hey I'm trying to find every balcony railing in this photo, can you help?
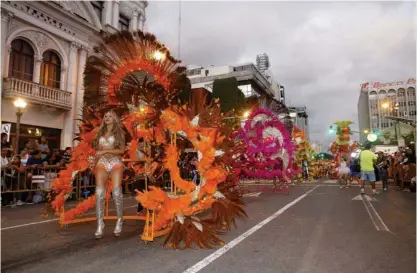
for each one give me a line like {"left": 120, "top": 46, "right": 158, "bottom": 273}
{"left": 2, "top": 78, "right": 72, "bottom": 110}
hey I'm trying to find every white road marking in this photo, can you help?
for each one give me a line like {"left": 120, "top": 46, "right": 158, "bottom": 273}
{"left": 1, "top": 205, "right": 138, "bottom": 231}
{"left": 242, "top": 192, "right": 262, "bottom": 197}
{"left": 324, "top": 180, "right": 338, "bottom": 184}
{"left": 182, "top": 185, "right": 320, "bottom": 273}
{"left": 352, "top": 194, "right": 376, "bottom": 202}
{"left": 361, "top": 195, "right": 390, "bottom": 232}
{"left": 352, "top": 194, "right": 390, "bottom": 232}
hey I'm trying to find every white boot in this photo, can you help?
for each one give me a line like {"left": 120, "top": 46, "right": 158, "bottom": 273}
{"left": 94, "top": 186, "right": 105, "bottom": 239}
{"left": 112, "top": 187, "right": 123, "bottom": 237}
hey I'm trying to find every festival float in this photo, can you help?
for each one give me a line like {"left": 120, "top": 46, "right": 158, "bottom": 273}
{"left": 232, "top": 108, "right": 297, "bottom": 193}
{"left": 329, "top": 120, "right": 358, "bottom": 178}
{"left": 46, "top": 30, "right": 248, "bottom": 249}
{"left": 292, "top": 127, "right": 314, "bottom": 182}
{"left": 329, "top": 120, "right": 358, "bottom": 163}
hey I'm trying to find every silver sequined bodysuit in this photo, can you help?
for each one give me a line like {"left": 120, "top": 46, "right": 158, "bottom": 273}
{"left": 96, "top": 136, "right": 123, "bottom": 173}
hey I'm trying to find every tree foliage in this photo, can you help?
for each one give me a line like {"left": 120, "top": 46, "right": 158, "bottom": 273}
{"left": 212, "top": 77, "right": 246, "bottom": 114}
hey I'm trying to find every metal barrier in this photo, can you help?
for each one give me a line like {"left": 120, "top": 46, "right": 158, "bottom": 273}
{"left": 1, "top": 165, "right": 63, "bottom": 205}
{"left": 392, "top": 163, "right": 416, "bottom": 189}
{"left": 1, "top": 166, "right": 100, "bottom": 205}
{"left": 1, "top": 162, "right": 198, "bottom": 206}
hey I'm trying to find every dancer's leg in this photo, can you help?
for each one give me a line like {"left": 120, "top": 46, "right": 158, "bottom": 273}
{"left": 111, "top": 167, "right": 124, "bottom": 236}
{"left": 95, "top": 167, "right": 108, "bottom": 238}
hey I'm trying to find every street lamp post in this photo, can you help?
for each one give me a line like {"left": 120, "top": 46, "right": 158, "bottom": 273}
{"left": 13, "top": 98, "right": 27, "bottom": 155}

§ **Try it**: Scan the records for the word "white", and copy each line where it is found.

§ **Task solution**:
hey I'm trying to find every white road marking in this photo, can you help?
hey I'm trying to find every white boot in this photo, can you help?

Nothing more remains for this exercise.